| PROVIDED TEXT |
Spammer -> you (accepted)
<spam filtering swallows most of the junk>
Backend server -> bounce if invalid recipient (bad but most of the junk
has been eliminated by this stage)

   ----------

Recipient Address Validation at the gateway:

Spammer -> relay (accepted)
Relay -> you (denied because of invalid recipient)
Relay to forged sender -> bounce (bad)

Spammer -> you (denied because of invalid recipient)

   ---------

Sender address validation at the gateway:

Spammer -> relay (accepted)
Relay -> you (denied because of invalid sender)
Relay to forged sender -> bounce

Spammer -> you (denied because of invalid sender)

Looks like the best (most ethical?) strategy is to swallow all email and
never bounce or reject anything.  That could put a huge load on your
internet pipe and spam filtering boxes.

But rejecting / bouncing at the earliest possible stage is, from the
viewpoint of the person doing it, a very sane and rational strategy. It
saves them bandwidth and resources on their gateway boxes.

Note also that my comments on relays also apply to the use of DNSBLs at
the gateway.

So, mail relays are bad, ISP's backup MX servers are bad, etc, etc.

It's a no-win situation, alas.

Phil

-----Original Message-----
From: jm@jmason.org [mailto:jm@jmason.org] 
Sent: 11 March 2007 12:32
To: Kelly Jones
Cc: freebsd-questions@freebsd.org; users@spamassassin.apache.org;
linuxusersgroup@googlegroups.com; nmlug@nmlug.org;
nmosug-l@mailman.swcp.com
Subject: Re: Tool for validating sender address as spam-fighting
technique?


for what it's worth, I would suggest *not* adopting this
as an anti-spam technique.

| DATASET EXTRACT |

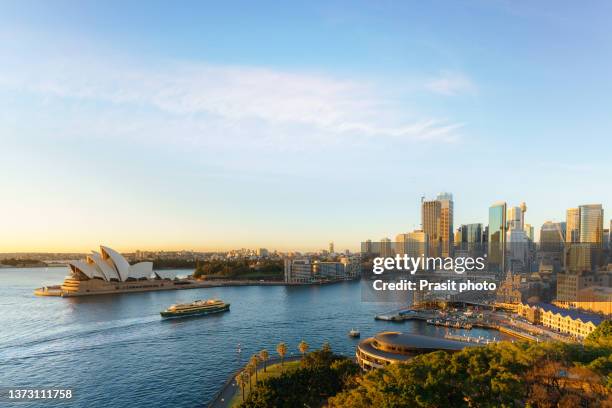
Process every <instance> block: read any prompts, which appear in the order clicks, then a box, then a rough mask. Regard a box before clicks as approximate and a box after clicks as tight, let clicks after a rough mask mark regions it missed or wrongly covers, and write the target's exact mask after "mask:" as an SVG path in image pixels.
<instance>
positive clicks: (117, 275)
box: [89, 251, 121, 281]
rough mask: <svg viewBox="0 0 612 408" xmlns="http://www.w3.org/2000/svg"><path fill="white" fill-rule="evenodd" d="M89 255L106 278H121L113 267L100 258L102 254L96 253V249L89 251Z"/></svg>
mask: <svg viewBox="0 0 612 408" xmlns="http://www.w3.org/2000/svg"><path fill="white" fill-rule="evenodd" d="M89 256H90V257H91V258H92V260H93V261H94V262H95V264H96V266H97V267H98V268H100V270H101V271H102V273H104V275H105V276H106V278H107V280H111V279H117V280H119V281H120V280H121V278H120V277H119V274H118V273H117V271H116V270H115V268H113V267H112V266H111V265H110V264H109V263H108V262H106V261H105V260H104V259H102V256H101V255H100V254H99V253H97V252H96V251H91V255H89Z"/></svg>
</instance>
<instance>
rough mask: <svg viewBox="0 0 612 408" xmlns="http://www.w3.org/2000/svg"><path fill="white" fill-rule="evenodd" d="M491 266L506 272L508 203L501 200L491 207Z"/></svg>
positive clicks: (490, 267)
mask: <svg viewBox="0 0 612 408" xmlns="http://www.w3.org/2000/svg"><path fill="white" fill-rule="evenodd" d="M488 241H489V267H490V268H491V270H494V271H496V272H501V273H503V272H505V247H506V203H505V202H503V201H499V202H497V203H495V204H493V205H492V206H491V207H489V236H488Z"/></svg>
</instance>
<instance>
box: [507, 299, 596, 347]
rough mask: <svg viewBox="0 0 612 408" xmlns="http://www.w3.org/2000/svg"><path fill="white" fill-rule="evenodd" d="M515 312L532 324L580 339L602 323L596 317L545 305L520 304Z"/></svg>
mask: <svg viewBox="0 0 612 408" xmlns="http://www.w3.org/2000/svg"><path fill="white" fill-rule="evenodd" d="M517 312H518V314H519V315H521V316H523V317H525V318H526V319H527V320H528V321H529V322H531V323H533V324H540V325H542V326H545V327H548V328H550V329H552V330H554V331H556V332H558V333H563V334H568V335H570V336H574V337H577V338H580V339H584V338H585V337H587V336H588V335H589V334H591V332H592V331H593V330H595V329H596V328H597V326H598V325H599V324H600V323H601V322H602V321H603V318H601V317H600V316H598V315H595V314H590V313H584V312H580V311H578V310H574V309H563V308H560V307H557V306H554V305H549V304H547V303H536V304H527V303H520V304H519V305H518V309H517Z"/></svg>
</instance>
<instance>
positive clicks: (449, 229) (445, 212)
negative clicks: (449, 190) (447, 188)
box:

| EXERCISE DESCRIPTION |
According to the email about spam-fighting strategies, what does rejecting or bouncing at the earliest possible stage save for the person doing it? The listing plays no part in this.

| RESULT OF THIS TASK |
It saves them bandwidth and resources on their gateway boxes.